Texto seleccionado |
>>>

Jack Reacher es uno de los personajes literarios más importantes de la actualidad. Este exoficial de la policía militar de Estados Unidos que, después de dejar el ejército, decide comenzar una vida de vagabundo a lo largo de Estados Unidos, no solo ha vendido más de 100 millones de libros en todo el mundo, sino que fue llevado a la pantalla grande con protagonismo de Tom Cruise, así como también inspiró una serie de televisión estrenada en 2022.
Su autor, el británico Lee Child, lleva más de un cuarto de siglo desarrollando la compleja historia de Reacher con casi 30 novelas. Pero no fue hasta la publicación de El asunto que sus fanáticos pudieron conocer los motivos que habían llevado al expolicía militar a abandonar su puesto.
En esta novela, editada por Blatt & Ríos y traducida por el argentino Aldo Giacometti, Child se retrotrae a 1997 (año de publicación del primer libro de la serie, Zona peligrosa) para contar los orígenes de este ya mítico personaje, que muchos consideran el Sherlock Holmes del siglo XXI.

<<<

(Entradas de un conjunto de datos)
>>>

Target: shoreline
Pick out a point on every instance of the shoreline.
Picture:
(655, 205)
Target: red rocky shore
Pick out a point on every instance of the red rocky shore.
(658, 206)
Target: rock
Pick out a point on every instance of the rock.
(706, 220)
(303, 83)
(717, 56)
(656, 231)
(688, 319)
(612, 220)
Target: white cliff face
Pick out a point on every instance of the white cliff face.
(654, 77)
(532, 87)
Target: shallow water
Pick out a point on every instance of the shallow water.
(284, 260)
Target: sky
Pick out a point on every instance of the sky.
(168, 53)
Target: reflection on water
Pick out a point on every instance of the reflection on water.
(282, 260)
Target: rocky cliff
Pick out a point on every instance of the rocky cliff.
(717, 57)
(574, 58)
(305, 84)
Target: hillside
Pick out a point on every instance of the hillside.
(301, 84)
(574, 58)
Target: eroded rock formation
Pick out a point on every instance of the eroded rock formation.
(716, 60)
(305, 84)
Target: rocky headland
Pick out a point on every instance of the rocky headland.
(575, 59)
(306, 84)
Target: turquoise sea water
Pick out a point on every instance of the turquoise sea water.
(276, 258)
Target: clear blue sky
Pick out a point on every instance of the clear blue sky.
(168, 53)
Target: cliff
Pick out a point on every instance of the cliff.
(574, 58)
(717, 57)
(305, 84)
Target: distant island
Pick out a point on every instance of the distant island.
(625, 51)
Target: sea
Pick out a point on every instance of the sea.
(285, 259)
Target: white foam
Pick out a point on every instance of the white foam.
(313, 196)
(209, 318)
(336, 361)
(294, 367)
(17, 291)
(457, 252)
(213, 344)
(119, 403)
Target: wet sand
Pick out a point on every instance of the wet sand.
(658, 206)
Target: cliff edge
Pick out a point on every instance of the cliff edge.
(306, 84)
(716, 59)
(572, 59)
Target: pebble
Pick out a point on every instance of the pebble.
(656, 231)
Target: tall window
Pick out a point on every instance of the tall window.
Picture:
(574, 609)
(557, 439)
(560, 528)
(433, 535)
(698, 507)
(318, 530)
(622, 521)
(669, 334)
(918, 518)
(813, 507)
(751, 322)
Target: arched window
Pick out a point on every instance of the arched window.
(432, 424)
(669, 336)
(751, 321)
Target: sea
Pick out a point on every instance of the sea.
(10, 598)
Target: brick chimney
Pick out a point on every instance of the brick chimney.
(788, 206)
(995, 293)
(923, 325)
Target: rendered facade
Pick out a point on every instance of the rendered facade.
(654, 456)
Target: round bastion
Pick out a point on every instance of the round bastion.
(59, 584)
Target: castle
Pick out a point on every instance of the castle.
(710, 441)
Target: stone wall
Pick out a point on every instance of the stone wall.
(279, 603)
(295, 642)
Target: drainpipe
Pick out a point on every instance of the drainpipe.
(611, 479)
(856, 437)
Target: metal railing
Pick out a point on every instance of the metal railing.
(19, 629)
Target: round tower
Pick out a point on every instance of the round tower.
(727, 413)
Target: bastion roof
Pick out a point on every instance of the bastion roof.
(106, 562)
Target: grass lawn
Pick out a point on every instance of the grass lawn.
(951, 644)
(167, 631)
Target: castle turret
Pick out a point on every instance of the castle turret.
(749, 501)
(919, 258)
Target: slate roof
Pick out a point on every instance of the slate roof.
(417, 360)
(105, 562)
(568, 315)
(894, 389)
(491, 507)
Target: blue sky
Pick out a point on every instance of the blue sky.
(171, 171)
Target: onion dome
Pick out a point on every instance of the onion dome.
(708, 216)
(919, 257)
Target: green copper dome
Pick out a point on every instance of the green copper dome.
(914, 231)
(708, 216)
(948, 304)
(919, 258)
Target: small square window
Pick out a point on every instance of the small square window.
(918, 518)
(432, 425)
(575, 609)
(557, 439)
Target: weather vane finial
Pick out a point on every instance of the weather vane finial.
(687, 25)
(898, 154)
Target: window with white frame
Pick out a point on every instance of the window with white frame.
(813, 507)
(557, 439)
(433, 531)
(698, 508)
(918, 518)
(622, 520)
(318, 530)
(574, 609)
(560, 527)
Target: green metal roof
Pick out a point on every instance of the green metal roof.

<<<
>>>

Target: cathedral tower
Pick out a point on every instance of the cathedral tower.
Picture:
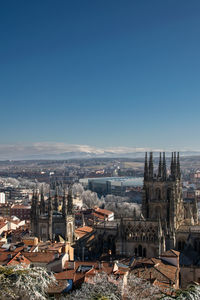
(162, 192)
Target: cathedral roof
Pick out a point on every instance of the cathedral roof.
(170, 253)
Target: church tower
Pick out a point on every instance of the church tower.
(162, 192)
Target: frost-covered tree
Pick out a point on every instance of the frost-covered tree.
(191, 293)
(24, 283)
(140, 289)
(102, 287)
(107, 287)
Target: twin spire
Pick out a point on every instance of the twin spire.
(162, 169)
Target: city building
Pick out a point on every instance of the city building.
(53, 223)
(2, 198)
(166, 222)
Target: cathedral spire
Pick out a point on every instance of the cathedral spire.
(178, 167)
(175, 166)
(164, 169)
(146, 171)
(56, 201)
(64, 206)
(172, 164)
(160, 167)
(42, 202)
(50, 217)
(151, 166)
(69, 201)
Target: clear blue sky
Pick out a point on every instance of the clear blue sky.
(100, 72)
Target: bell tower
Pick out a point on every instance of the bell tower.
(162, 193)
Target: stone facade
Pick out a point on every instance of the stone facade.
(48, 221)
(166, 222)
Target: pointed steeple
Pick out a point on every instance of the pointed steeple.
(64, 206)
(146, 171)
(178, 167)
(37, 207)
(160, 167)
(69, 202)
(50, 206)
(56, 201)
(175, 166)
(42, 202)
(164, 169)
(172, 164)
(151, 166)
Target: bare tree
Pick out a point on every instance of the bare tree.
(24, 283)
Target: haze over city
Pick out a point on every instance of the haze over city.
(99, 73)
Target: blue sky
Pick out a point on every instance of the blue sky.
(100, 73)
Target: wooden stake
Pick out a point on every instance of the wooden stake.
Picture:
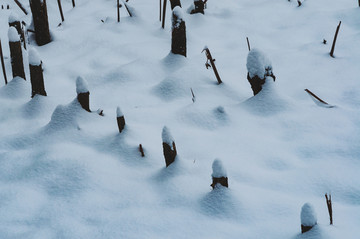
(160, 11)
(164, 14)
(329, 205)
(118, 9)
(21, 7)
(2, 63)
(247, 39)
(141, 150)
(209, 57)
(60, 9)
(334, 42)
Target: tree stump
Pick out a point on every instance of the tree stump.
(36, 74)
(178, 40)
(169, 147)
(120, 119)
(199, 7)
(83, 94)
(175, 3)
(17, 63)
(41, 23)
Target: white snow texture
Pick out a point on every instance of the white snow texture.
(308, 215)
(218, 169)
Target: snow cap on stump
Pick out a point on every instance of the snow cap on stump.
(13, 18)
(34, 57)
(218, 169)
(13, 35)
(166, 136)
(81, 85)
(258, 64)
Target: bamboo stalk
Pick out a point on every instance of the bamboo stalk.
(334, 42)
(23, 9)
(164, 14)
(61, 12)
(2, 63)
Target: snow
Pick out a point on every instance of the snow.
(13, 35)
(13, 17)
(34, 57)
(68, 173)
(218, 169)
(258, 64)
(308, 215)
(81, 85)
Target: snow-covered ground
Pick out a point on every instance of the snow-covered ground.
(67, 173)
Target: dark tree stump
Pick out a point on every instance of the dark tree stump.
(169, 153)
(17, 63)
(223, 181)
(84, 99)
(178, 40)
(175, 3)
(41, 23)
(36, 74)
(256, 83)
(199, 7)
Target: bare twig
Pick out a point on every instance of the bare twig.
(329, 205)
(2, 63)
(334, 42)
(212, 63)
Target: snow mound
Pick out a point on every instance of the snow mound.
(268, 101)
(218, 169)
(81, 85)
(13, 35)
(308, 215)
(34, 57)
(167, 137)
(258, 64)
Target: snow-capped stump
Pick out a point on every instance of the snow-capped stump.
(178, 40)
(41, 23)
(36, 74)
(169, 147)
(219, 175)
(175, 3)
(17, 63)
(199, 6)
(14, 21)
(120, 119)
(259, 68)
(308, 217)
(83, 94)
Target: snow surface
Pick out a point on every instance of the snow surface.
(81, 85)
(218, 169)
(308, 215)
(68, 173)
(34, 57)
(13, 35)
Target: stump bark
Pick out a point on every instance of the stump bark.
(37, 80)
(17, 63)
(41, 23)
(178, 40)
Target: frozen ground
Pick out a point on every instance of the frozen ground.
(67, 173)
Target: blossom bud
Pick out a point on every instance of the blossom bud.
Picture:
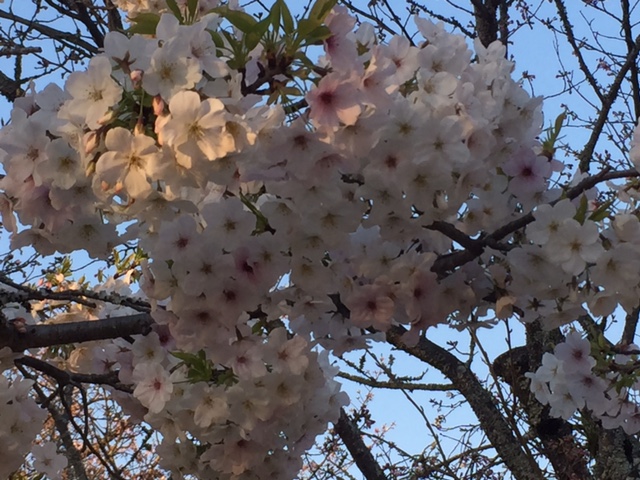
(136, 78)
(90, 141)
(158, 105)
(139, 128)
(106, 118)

<<<

Reescribe el fragmento del texto sobre Jack Reacher que comienza en "Jack Reacher es" y acaba tras "abandonar su puesto.", cambiando "vagabundo" por "nómada".

Jack Reacher es uno de los personajes literarios más importantes de la actualidad. Este exoficial de la policía militar de Estados Unidos que, después de dejar el ejército, decide comenzar una vida de nómada a lo largo de Estados Unidos, no solo ha vendido más de 100 millones de libros en todo el mundo, sino que fue llevado a la pantalla grande con protagonismo de Tom Cruise, así como también inspiró una serie de televisión estrenada en 2022.
Su autor, el británico Lee Child, lleva más de un cuarto de siglo desarrollando la compleja historia de Reacher con casi 30 novelas. Pero no fue hasta la publicación de El asunto que sus fanáticos pudieron conocer los motivos que habían llevado al expolicía militar a abandonar su puesto.